◆ **Document extract**:
● ● ● ●
Millions of leaked documents and the biggest journalism partnership in history have uncovered financial secrets of 35 current and former world leaders, more than 330 politicians and public officials in 91 countries and territories, and a global lineup of fugitives, con artists and murderers.
The leaked records reveal that many of the power players who could help bring an end to the offshore system instead benefit from it – stashing assets in covert companies and trusts while their governments do little to slow a global stream of illicit money that enriches criminals and impoverishes nations.
Let’s take a deep dive into what exactly these documents are and how the International Consortium of Investigative Journalists (ICIJ) did it with the help of technology!
What are the Pandora Papers?
The Pandora Papers’s 11.9 million records arrived from 14 different offshore services firms; a 2.94 terabyte data trove exposes the offshore secrets of wealthy elites from more than 200 countries and territories.
It contains data for 330 politicians and public officials, from more than 90 countries and territories, including 35 current and former country leaders, as well as celebrities, fraudsters, drug dealers, royal family members and leaders of religious groups around the world.
It involved more than 600 journalists from 150 media outlets in 117 countries.
It took ICIJ more than a year to structure, research and analyze the data, which will be incorporated into the Offshore Leaks database: The task involved three main elements: journalists, technology and time.
Still, ICIJ estimates that they have only a small fraction of the universe of provider data, as the 14 providers, which offered services in at least 38 jurisdictions, are part of a larger industry of offshore services operating around the world.
What is ICIJ?
The International Consortium of Investigative Journalists is a U.S.-based nonprofit newsroom, fully funded by donations, with its own reporting team, as well as a global network of reporters and media organizations who work together to investigate the most important stories in the world.
● ● ● ●
◆ **Aim 1**: According to the Pandora Papers article, how many offshore services firms supplied the leaked records?

◆ **Given records**:
● ● ● ●
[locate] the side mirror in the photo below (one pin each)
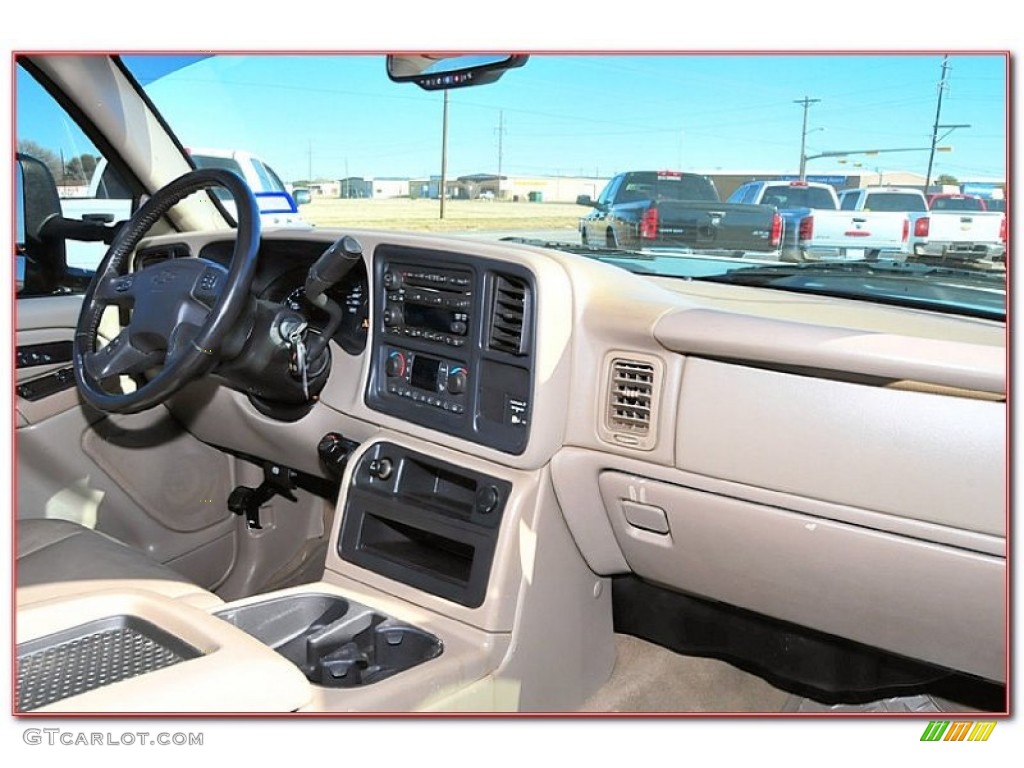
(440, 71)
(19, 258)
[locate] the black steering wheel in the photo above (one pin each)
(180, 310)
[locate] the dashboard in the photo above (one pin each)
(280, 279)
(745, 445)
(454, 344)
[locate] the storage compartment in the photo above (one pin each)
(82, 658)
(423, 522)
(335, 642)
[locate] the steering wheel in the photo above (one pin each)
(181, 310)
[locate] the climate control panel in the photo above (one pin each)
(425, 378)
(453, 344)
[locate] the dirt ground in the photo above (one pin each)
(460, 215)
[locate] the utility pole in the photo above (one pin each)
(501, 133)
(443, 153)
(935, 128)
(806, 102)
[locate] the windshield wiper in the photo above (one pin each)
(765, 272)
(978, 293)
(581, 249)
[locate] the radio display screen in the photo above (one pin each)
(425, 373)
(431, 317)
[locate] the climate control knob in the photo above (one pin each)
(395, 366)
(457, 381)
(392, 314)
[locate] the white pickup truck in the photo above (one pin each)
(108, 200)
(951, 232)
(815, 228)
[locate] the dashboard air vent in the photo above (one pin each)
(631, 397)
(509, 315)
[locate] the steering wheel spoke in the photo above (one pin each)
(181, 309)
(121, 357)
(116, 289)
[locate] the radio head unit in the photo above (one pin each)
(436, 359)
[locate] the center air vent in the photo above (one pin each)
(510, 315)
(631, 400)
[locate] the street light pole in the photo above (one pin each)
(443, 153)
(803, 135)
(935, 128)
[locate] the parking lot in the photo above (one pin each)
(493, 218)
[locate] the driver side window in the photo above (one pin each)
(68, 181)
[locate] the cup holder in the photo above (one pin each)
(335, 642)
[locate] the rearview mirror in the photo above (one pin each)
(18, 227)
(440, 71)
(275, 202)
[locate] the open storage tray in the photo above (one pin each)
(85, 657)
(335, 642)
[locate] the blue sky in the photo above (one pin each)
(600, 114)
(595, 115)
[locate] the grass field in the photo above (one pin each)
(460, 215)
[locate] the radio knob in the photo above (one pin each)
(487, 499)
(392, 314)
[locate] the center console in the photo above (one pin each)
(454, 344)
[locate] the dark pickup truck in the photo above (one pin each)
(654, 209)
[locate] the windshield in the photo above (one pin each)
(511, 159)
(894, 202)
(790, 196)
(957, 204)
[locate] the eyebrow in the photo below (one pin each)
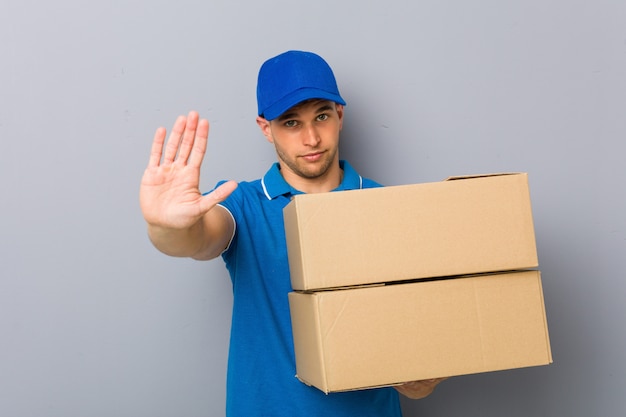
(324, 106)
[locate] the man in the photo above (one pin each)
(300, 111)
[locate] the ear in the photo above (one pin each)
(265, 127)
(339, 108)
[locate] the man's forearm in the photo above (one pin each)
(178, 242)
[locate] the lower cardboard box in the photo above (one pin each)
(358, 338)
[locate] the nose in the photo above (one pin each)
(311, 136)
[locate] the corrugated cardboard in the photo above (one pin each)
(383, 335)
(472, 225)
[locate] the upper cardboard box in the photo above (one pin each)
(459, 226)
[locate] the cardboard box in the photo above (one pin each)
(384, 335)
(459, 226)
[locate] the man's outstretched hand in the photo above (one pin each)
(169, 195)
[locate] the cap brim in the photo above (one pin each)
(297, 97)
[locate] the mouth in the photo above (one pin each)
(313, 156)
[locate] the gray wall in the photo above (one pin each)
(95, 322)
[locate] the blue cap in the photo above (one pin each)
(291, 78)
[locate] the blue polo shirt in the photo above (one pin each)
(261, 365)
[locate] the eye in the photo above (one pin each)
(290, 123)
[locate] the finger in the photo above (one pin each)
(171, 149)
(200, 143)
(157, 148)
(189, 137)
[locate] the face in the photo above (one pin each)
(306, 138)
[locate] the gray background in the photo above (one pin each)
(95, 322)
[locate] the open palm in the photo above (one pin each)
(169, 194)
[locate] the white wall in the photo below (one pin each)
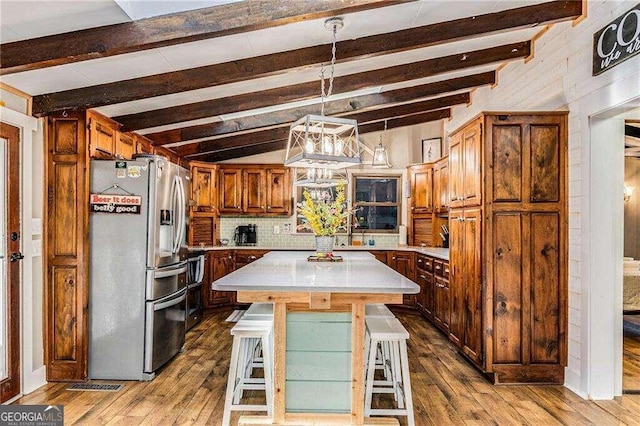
● ● ● ●
◆ **Aim 2**: Turn the entries from the line with "[locate] the face" up to and including the last line of the entries into a numbered list, skipping blank lines and leaving out the pictures.

◆ **Complete output 1**: 14

◆ **Complete output 2**:
1. [locate] the face in the photo above (one pin each)
2. (306, 138)
3. [locate] the gray background in the photo above (one pin each)
4. (95, 322)
5. [locate] the open palm in the photo above (one pin each)
6. (169, 194)
7. [locate] the white wall in the photo below (one pin each)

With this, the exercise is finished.